EXCERPTED TEXT:
Children without regular medical careare also more likely to contract other illnesses that keep them from school. Despite federal programs to make medical insurance available to low-income families, there remain gaps in access and utilization. Many eligible families are not enrolled because of ignorance, fear, or lack of conviction about medical care’s importance.
Thus, 19 percent of poor children are without consistent health insurance, compared to 11 percent of all children; 14 percent of black children are without insurance, compared to 7 percent of white children. These data were collected before the current economic crisis; conditions they describe are likely more severe today. Yet even with health insurance, parents’ low-wage work interferes with medical care utilization. Parents who are paid hourly wages lose income when they take children to doctors. Parents with blue-collar jobs risk discharge for excessive absence, so are likely to skip well-baby and routine pediatric care, seeing doctors only in emergencies. Salaried middle-class parents have more flexibility to schedule doctor visits, for themselves and their children, without loss of job or income.

WHAT TO WORK ON:
(a) According to the excerpt on children's medical care, why are parents with blue-collar jobs likely to skip well-baby and routine pediatric care? Answer in one to three sentences.
(b) Print the excerpt on children's medical care from "Thus, 19 percent" up to and including "job or income.".

Records from a data collection:
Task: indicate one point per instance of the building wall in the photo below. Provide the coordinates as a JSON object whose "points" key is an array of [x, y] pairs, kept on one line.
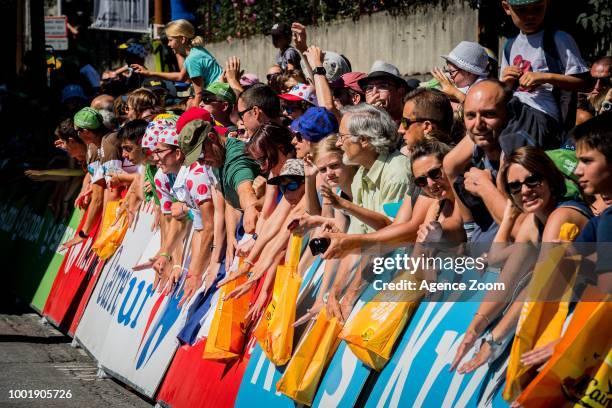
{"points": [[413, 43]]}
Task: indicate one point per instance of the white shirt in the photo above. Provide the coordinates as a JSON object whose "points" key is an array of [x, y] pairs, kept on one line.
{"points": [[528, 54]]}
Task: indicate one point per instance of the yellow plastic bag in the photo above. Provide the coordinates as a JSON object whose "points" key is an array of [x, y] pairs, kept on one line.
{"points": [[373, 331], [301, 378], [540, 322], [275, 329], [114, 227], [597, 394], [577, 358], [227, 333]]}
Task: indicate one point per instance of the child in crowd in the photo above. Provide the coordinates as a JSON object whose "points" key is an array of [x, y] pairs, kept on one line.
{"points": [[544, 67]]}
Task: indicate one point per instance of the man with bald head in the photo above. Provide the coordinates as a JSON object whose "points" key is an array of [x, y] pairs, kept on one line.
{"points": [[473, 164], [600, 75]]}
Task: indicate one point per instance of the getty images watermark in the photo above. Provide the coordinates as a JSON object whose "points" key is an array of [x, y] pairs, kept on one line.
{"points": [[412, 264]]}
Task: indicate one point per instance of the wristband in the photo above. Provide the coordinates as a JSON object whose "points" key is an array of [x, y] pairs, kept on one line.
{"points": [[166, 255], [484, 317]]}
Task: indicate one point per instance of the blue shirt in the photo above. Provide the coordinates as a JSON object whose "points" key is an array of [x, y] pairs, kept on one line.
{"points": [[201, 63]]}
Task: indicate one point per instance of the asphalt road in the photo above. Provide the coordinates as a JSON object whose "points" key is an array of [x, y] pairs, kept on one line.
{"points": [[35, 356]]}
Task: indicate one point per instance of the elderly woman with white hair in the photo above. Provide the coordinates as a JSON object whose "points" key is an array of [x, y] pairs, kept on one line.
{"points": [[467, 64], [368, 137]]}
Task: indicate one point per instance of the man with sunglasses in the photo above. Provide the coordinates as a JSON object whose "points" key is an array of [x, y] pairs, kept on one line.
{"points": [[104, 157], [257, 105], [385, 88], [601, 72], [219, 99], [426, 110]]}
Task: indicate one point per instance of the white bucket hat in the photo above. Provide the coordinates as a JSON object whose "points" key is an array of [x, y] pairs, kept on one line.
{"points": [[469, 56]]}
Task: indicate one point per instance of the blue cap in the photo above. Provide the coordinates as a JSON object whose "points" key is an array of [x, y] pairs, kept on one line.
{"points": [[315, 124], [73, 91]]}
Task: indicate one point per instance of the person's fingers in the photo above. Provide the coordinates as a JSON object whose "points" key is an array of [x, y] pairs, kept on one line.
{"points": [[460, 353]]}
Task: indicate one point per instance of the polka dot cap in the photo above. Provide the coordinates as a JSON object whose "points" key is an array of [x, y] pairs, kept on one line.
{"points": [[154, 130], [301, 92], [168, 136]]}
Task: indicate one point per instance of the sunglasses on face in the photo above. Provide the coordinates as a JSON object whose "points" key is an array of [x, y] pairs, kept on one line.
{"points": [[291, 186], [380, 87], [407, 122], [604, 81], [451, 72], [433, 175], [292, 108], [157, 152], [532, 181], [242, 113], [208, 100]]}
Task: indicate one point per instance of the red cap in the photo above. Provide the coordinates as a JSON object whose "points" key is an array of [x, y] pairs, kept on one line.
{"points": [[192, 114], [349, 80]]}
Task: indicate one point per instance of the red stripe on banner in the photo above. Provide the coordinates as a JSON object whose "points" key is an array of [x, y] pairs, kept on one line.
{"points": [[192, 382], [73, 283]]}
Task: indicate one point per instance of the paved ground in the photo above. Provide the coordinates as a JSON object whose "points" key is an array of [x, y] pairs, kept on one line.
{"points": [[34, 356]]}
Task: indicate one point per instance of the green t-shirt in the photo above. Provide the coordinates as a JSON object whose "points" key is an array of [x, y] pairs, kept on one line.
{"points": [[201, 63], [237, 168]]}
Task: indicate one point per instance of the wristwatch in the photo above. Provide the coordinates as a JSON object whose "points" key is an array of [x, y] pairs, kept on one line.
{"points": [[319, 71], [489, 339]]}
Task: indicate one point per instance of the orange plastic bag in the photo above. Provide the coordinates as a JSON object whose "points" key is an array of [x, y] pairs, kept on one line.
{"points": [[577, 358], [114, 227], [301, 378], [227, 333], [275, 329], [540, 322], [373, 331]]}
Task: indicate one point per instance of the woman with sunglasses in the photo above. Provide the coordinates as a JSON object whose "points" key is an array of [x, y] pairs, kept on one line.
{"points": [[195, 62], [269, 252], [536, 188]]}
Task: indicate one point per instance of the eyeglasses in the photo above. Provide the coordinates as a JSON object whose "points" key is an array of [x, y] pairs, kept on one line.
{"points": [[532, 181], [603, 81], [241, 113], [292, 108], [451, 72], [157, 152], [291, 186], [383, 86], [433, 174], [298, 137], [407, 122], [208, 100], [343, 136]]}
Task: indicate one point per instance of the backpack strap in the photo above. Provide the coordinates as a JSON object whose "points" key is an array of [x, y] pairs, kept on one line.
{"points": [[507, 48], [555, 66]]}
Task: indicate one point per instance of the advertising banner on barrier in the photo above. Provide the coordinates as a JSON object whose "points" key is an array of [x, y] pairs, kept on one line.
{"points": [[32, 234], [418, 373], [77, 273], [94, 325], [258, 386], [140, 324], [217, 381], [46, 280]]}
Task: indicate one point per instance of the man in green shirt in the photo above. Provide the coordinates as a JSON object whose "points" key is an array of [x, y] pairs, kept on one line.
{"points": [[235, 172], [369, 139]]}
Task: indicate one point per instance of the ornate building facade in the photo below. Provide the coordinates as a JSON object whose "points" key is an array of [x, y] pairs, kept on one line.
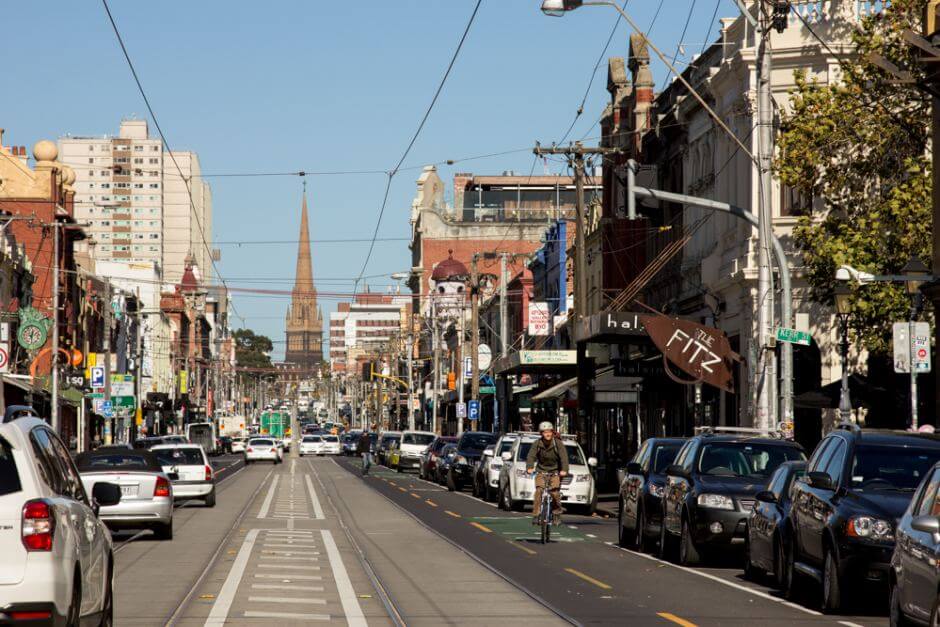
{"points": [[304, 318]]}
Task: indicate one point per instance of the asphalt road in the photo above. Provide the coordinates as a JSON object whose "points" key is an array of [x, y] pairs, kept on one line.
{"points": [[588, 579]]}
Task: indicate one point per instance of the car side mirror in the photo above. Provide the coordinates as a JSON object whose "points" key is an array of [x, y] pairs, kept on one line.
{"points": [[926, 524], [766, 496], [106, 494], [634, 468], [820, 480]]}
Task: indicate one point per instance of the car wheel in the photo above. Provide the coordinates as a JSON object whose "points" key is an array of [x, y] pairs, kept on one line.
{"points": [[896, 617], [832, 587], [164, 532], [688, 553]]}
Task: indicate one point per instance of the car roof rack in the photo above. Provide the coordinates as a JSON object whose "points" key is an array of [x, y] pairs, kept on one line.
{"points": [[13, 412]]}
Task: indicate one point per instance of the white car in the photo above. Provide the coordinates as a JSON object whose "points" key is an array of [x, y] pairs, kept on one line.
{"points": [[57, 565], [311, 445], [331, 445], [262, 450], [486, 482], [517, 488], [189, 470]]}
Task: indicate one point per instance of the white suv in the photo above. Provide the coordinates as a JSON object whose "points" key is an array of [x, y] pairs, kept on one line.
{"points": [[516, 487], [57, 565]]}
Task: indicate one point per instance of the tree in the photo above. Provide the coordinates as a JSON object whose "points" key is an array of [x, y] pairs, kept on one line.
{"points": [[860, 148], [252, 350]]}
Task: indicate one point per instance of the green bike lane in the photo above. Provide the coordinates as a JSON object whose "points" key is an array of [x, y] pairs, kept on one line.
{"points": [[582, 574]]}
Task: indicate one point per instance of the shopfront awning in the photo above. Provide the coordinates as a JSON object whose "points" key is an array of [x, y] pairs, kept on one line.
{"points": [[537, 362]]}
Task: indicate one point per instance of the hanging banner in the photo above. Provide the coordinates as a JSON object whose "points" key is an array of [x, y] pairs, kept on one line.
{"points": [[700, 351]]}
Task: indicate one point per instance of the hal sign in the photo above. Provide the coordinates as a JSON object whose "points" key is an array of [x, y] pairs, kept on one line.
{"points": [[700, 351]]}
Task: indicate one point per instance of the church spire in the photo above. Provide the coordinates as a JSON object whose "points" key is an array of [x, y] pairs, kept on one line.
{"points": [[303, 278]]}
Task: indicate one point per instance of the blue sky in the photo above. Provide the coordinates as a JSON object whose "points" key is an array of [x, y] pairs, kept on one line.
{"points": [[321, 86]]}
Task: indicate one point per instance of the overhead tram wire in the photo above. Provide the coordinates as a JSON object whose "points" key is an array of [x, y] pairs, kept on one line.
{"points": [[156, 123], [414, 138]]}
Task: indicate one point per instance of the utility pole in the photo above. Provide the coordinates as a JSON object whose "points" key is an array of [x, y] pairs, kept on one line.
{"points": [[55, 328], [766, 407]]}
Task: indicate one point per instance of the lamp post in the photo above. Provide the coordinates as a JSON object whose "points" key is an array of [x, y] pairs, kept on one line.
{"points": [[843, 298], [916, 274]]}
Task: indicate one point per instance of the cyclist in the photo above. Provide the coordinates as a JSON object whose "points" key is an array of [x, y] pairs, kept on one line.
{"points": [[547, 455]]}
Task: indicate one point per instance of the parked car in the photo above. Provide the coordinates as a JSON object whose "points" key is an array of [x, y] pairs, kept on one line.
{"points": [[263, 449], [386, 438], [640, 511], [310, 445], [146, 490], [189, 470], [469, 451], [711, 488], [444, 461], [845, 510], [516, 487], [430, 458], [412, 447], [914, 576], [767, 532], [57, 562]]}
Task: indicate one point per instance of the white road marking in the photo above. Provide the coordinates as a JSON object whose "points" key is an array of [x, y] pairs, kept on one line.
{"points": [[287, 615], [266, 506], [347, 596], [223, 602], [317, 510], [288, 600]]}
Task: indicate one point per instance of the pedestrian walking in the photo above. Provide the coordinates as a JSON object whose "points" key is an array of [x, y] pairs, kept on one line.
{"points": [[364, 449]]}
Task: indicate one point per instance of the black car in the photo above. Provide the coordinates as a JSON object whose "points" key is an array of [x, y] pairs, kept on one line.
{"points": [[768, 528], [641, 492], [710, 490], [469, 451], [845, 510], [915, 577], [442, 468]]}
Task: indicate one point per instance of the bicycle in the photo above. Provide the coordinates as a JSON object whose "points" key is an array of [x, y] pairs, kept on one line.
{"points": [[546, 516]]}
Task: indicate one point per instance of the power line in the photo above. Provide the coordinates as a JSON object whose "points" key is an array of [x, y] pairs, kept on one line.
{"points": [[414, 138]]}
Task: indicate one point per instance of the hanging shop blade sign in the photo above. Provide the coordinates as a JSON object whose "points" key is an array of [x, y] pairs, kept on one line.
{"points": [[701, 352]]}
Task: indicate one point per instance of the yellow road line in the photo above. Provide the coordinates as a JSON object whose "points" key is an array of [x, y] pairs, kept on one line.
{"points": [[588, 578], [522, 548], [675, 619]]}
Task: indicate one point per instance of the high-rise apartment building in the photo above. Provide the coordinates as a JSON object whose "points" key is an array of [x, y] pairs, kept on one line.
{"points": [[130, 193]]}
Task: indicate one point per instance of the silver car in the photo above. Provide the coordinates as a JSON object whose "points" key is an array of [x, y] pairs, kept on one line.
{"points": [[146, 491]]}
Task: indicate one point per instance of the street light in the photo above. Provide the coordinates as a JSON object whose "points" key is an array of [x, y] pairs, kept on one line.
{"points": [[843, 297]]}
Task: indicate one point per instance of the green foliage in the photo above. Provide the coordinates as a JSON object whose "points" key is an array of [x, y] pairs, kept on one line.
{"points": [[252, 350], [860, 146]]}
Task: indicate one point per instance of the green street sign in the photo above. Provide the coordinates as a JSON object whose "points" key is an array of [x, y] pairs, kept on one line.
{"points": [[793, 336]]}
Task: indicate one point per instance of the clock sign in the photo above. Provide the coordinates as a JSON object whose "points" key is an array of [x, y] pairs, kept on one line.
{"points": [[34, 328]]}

SOLUTIONS:
(a) They risk being discharged for excessive absence from work. As a result, they tend to see doctors only in emergencies.

(b)
Thus, 19 percent of poor children are without consistent health insurance, compared to 11 percent of all children; 14 percent of black children are without insurance, compared to 7 percent of white children. These data were collected before the current economic crisis; conditions they describe are likely more severe today. Yet even with health insurance, parents’ low-wage work interferes with medical care utilization. Parents who are paid hourly wages lose income when they take children to doctors. Parents with blue-collar jobs risk discharge for excessive absence, so are likely to skip well-baby and routine pediatric care, seeing doctors only in emergencies. Salaried middle-class parents have more flexibility to schedule doctor visits, for themselves and their children, without loss of job or income.